## WHAT THE TASK REQUIRES:
From the line that has "of the decorative" down to the final line of the listing below, transcribe every line exactly, and only those.

## ITEMS:
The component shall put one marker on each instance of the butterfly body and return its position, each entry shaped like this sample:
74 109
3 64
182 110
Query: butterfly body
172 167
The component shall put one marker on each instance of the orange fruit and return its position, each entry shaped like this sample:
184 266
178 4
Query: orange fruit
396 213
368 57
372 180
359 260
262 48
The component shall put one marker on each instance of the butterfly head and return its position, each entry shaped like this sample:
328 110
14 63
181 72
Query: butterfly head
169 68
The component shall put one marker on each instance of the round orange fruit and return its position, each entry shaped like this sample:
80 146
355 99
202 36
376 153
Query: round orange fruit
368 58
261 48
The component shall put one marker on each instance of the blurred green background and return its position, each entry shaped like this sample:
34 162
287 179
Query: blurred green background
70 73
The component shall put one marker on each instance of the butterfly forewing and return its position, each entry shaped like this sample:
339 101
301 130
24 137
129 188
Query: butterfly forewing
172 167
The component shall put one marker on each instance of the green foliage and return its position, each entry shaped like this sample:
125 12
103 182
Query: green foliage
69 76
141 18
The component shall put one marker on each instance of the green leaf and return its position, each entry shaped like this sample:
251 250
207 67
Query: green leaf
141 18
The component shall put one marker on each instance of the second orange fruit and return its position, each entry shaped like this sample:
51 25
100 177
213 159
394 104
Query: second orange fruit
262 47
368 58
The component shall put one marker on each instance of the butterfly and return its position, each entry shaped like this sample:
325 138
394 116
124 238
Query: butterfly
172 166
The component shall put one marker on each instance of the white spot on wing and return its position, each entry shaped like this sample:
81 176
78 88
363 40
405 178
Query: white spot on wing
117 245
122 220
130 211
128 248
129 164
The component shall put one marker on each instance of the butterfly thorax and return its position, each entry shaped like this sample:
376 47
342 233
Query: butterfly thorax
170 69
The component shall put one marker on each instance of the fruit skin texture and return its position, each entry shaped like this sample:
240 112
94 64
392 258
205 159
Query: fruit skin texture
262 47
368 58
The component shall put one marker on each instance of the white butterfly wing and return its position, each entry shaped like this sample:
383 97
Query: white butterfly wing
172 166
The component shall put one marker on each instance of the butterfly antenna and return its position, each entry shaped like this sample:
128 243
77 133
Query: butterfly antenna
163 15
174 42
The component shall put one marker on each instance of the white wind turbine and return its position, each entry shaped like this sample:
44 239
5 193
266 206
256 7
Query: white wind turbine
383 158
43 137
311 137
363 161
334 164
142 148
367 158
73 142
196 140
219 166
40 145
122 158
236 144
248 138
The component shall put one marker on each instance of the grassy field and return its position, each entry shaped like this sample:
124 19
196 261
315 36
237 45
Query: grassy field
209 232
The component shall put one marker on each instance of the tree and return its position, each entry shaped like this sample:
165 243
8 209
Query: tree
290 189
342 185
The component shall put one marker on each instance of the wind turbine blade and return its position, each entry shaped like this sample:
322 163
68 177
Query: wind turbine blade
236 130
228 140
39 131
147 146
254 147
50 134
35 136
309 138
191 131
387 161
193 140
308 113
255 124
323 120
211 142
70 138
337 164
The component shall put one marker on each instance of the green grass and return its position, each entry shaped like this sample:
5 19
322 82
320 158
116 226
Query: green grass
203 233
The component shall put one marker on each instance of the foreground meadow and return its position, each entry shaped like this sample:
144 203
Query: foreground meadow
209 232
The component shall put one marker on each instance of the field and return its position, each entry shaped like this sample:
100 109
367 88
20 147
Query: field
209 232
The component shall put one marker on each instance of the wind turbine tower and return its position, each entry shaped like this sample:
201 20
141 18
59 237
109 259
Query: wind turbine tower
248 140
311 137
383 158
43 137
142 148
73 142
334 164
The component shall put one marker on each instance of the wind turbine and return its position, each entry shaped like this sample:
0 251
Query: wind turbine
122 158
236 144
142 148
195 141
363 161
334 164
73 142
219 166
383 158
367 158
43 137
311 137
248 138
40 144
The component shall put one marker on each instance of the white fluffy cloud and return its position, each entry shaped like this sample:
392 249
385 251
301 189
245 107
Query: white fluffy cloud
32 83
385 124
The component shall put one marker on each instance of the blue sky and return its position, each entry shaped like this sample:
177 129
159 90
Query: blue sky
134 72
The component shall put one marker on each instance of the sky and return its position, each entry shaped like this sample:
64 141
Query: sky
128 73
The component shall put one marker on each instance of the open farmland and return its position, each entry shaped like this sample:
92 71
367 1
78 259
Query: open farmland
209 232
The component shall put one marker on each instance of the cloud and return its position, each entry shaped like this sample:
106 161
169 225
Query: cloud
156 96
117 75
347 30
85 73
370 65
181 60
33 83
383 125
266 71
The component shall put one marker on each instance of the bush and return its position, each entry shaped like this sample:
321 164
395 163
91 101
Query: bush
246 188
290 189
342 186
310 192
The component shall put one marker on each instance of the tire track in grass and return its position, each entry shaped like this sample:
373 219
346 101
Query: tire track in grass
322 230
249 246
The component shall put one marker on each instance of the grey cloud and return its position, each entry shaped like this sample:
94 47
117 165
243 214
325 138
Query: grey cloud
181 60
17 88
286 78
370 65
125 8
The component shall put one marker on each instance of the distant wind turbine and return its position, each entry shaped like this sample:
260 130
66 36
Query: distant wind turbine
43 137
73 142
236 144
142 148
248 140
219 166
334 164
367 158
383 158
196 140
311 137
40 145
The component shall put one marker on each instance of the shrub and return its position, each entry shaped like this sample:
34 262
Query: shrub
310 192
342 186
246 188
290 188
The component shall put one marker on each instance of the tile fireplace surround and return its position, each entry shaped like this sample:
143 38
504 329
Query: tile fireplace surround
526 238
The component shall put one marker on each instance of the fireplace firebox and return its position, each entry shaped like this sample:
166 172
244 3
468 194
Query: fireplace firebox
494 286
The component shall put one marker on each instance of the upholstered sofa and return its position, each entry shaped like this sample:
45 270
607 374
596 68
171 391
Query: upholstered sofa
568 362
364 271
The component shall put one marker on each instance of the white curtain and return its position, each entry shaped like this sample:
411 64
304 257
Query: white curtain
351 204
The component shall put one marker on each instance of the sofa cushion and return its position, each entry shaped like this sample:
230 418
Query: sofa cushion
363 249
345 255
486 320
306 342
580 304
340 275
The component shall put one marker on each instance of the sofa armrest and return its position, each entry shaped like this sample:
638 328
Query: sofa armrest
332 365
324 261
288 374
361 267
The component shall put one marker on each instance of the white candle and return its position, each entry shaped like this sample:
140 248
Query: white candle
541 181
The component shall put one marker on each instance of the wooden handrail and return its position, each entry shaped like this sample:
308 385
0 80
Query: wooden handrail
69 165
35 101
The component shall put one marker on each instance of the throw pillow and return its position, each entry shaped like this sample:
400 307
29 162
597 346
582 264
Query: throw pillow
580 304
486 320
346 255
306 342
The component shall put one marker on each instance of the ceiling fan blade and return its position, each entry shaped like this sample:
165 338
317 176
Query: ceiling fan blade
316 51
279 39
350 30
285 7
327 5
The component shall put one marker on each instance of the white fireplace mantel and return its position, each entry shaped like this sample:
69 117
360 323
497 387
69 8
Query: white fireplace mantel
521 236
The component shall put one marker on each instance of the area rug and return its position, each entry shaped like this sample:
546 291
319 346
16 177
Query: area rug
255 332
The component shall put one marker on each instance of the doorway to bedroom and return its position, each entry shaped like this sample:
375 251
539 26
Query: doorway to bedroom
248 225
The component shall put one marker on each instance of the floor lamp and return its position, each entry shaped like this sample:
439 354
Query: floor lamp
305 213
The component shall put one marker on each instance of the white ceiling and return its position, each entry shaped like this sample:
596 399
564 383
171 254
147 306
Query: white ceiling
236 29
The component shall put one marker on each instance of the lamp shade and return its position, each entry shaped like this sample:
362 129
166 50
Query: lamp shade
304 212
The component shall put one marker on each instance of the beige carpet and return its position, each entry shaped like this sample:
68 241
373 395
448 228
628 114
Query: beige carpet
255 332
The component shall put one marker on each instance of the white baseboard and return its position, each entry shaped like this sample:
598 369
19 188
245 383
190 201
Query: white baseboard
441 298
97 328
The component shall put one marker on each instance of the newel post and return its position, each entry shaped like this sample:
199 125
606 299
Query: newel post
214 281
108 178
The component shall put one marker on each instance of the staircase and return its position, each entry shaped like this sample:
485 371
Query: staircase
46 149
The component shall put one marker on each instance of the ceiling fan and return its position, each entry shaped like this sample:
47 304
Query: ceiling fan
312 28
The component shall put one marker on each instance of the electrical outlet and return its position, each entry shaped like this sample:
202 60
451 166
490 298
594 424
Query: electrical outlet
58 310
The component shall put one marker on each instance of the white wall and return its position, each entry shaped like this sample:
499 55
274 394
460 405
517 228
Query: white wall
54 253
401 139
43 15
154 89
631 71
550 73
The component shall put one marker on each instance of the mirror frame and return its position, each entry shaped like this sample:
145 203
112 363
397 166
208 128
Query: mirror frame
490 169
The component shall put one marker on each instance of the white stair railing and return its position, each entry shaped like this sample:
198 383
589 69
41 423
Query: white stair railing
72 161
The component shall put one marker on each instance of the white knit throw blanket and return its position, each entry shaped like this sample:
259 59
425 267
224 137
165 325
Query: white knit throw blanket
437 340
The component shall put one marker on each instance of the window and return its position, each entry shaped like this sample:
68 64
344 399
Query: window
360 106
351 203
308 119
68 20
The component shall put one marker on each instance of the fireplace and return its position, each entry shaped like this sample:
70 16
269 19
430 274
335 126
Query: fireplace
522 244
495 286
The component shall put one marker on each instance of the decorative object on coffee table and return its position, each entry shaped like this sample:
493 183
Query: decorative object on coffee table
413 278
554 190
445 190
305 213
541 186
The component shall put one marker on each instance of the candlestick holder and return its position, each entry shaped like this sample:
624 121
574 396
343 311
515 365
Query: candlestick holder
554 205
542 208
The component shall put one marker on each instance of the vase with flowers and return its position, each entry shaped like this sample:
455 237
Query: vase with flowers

## THE OUTPUT:
The component shall put one marker on each instance of the decorative object on coffee table and return its position, each entry shaped like this sample:
493 183
Query: decorative object on coffee table
413 278
554 190
445 190
305 213
541 186
The component shall put one marker on each instance of the candlestick holder and return its position, each entry shaped like this sample:
624 121
574 396
343 311
515 365
Query: candlestick holder
554 205
542 208
The component shall put one marker on each instance of the vase with flowers and return its position, each entry shaped like this sample:
455 237
Query: vase with flowers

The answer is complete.